REQUEST
Starting with the line that contains "Would you be able to indicate the boy's left", write out each line through the end of the listing, unchanged. Output nothing else.

— Begin GIVEN RECORDS —

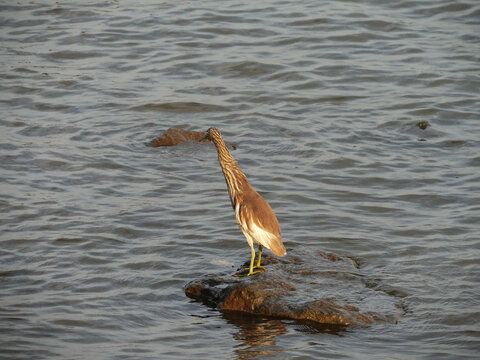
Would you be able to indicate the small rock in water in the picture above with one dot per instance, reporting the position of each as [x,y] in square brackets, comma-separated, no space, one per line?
[176,136]
[320,288]
[423,124]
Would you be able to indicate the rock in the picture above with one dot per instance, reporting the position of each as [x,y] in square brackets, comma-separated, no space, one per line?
[320,288]
[175,136]
[423,125]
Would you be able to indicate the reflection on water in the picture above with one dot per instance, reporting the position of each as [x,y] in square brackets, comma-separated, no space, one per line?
[255,335]
[99,233]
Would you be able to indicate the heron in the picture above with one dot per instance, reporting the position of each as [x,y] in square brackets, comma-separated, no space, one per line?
[254,215]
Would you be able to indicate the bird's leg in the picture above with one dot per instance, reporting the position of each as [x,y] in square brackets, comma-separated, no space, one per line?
[260,248]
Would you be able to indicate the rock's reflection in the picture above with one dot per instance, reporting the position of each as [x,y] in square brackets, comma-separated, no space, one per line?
[256,335]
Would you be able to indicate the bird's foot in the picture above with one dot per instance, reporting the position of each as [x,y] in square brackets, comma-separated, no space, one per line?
[244,272]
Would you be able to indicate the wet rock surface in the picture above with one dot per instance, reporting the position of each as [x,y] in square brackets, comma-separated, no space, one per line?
[319,288]
[176,136]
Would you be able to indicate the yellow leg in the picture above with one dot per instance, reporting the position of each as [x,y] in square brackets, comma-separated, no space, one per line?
[252,261]
[260,248]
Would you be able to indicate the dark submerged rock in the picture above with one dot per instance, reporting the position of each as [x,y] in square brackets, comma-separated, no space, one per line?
[320,288]
[176,136]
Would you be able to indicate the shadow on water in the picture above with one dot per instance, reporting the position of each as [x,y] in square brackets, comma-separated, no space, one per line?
[256,336]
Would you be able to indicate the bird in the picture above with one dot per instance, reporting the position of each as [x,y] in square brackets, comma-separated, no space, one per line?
[254,215]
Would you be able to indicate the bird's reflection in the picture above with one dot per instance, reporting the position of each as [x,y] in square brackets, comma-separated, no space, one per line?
[256,335]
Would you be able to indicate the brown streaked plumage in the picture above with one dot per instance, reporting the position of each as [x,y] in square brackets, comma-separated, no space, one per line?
[254,215]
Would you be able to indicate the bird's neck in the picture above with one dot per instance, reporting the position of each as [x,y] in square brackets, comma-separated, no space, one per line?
[236,180]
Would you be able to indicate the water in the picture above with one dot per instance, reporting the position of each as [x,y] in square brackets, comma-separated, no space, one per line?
[100,233]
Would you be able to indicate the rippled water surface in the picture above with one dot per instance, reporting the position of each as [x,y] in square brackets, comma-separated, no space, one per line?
[99,233]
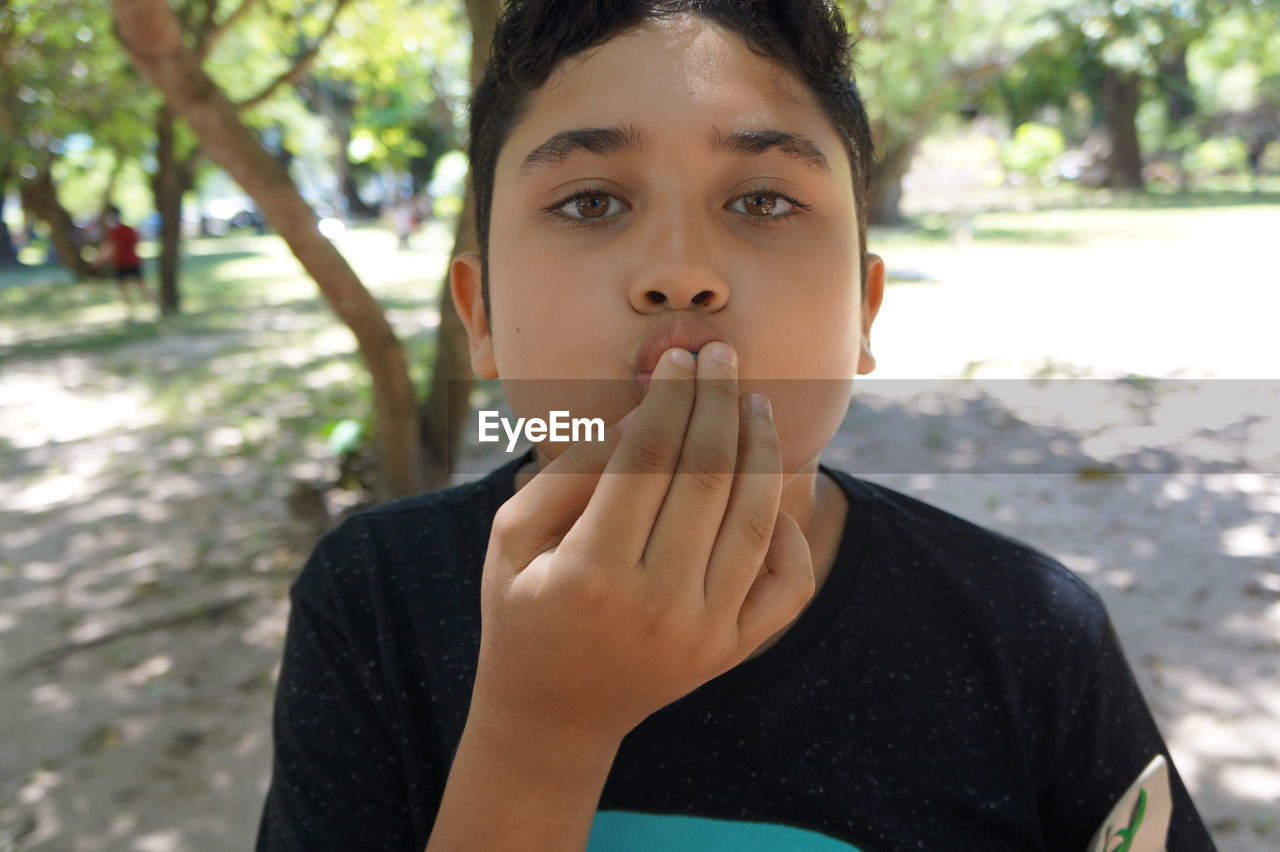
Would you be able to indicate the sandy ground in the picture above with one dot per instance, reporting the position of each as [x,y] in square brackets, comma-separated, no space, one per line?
[144,569]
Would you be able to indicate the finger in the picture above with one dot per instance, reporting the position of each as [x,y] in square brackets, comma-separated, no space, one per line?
[746,531]
[689,521]
[621,513]
[539,514]
[781,590]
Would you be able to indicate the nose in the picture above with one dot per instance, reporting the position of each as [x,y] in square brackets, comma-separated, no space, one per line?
[676,273]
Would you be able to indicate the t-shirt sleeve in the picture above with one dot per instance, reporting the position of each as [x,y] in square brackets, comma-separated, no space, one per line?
[337,782]
[1107,738]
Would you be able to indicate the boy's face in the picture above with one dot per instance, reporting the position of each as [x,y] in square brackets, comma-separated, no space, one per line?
[675,230]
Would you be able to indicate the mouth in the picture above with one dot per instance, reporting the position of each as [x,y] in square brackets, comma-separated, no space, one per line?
[686,333]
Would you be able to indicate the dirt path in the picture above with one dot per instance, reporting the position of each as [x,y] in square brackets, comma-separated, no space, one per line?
[144,567]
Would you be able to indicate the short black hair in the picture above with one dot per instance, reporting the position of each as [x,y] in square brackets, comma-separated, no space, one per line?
[533,37]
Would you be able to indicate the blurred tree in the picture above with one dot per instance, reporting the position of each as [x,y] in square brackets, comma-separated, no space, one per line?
[391,90]
[1119,54]
[410,445]
[63,81]
[920,59]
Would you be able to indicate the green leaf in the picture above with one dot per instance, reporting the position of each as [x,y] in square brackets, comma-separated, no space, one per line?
[344,438]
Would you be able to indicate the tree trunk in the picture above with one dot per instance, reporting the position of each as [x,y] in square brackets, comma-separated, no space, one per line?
[168,187]
[443,413]
[886,184]
[1120,95]
[8,250]
[113,181]
[40,196]
[151,35]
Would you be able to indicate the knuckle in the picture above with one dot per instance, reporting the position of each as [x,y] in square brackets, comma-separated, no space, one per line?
[725,390]
[758,528]
[707,467]
[769,439]
[649,453]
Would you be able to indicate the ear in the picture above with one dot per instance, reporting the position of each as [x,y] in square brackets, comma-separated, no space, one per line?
[465,285]
[871,307]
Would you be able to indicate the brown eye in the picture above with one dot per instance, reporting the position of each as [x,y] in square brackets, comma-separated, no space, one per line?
[592,206]
[760,204]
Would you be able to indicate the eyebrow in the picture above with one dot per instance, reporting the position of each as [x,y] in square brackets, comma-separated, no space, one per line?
[621,138]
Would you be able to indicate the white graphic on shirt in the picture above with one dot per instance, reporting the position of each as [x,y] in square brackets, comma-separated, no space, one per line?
[1139,820]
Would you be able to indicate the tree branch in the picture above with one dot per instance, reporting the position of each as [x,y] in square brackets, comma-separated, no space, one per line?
[215,31]
[300,64]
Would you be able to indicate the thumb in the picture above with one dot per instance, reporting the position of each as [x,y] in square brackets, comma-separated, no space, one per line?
[782,587]
[538,516]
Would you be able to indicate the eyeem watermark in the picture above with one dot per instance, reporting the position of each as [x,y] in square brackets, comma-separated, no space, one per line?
[560,429]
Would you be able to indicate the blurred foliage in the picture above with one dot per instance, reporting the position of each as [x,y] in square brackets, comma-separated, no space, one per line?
[380,110]
[1033,150]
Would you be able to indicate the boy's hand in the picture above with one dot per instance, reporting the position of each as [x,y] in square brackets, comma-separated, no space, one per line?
[604,599]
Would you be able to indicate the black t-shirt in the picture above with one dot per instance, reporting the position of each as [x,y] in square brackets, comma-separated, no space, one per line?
[946,688]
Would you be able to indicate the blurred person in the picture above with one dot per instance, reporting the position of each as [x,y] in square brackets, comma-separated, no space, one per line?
[118,252]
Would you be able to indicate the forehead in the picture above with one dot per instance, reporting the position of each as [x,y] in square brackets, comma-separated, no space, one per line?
[679,81]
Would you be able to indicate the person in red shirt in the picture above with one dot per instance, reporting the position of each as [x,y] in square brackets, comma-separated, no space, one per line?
[119,252]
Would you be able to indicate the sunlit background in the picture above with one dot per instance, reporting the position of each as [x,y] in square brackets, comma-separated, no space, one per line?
[1066,192]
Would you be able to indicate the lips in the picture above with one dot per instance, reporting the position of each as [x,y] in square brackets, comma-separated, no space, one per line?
[682,333]
[685,334]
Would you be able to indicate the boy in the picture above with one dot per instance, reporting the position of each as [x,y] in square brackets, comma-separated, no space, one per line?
[119,251]
[627,646]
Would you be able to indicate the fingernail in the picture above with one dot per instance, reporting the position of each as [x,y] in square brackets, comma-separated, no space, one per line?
[682,357]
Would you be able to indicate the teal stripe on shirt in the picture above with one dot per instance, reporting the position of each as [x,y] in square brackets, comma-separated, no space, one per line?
[631,832]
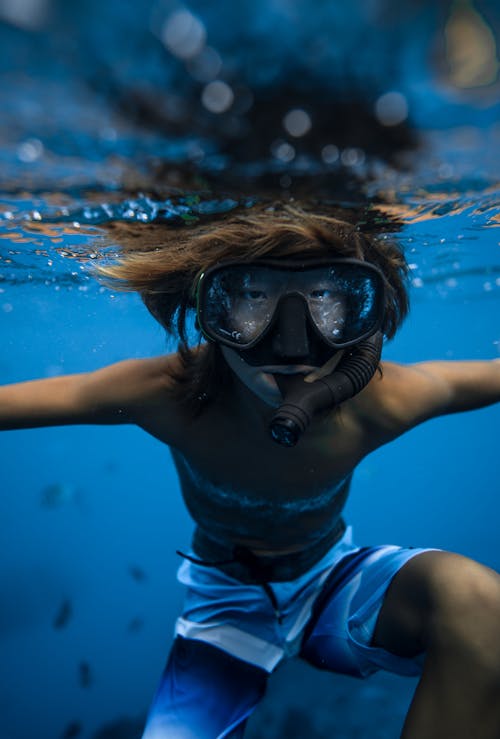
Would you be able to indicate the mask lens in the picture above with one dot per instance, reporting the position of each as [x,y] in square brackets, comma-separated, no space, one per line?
[344,302]
[238,303]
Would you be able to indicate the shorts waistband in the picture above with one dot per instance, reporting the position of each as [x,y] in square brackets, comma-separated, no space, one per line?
[244,565]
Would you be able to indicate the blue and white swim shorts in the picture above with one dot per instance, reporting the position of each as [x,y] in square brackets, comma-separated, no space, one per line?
[232,635]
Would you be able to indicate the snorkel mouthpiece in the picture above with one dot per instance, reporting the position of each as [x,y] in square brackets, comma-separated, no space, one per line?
[302,400]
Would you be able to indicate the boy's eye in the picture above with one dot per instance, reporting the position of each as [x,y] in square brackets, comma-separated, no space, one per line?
[321,293]
[253,295]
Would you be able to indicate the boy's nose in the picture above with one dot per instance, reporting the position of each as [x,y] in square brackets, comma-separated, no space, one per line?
[290,338]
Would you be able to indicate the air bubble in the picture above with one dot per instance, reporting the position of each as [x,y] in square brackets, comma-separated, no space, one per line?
[297,122]
[217,96]
[330,153]
[183,34]
[391,109]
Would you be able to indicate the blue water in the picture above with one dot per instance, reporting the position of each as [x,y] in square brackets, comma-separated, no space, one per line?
[90,517]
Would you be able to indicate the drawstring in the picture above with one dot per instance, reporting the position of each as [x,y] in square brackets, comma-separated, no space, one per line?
[248,559]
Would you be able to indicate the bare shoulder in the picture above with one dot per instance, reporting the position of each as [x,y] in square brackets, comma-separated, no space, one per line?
[401,396]
[131,387]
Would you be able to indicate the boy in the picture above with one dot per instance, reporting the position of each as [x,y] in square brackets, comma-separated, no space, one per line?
[266,423]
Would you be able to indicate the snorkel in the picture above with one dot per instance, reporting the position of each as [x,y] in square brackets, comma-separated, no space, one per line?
[305,400]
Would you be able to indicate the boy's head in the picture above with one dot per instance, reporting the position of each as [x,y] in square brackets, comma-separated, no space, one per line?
[166,271]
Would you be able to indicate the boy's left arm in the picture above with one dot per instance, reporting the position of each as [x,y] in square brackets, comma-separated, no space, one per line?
[406,395]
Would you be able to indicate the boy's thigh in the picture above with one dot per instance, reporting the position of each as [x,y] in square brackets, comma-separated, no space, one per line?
[340,635]
[204,693]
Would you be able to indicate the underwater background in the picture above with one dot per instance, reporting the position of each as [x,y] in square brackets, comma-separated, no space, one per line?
[118,119]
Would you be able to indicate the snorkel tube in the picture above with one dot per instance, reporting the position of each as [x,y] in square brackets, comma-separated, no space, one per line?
[302,400]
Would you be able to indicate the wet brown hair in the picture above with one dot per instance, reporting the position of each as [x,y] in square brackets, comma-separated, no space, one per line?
[164,263]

— End GIVEN RECORDS —

ANSWER BELOW
Would you be able to indicate the boy's left arm in the picture above with one dot per instance, reporting the position of each as [x,y] in square brackets, comma-separated, no space, one per line?
[406,395]
Would you be able to indicate the boy's thigh in the picture above with one dot per instance, reporting the position of each as [x,y] in square brackets, comma-separated, no space, one per line?
[340,635]
[204,693]
Would you be able to indicate the underwater background in the picture above with one dot per instance, reporting the position of each as [x,y] in square brackets, comma-separated, no space, one per line?
[118,119]
Would you be able to indicate the snorkel tube in the picture above with one dot per instance, reporting the position of each as [x,y] in square brackets, comma-separated, no space, one per line?
[302,400]
Would you be able to indicate the wet brown hair in the picture above with one dot per instance, reporting the position of each as [x,y] in square brackets, comma-separated, no space, one per line?
[164,263]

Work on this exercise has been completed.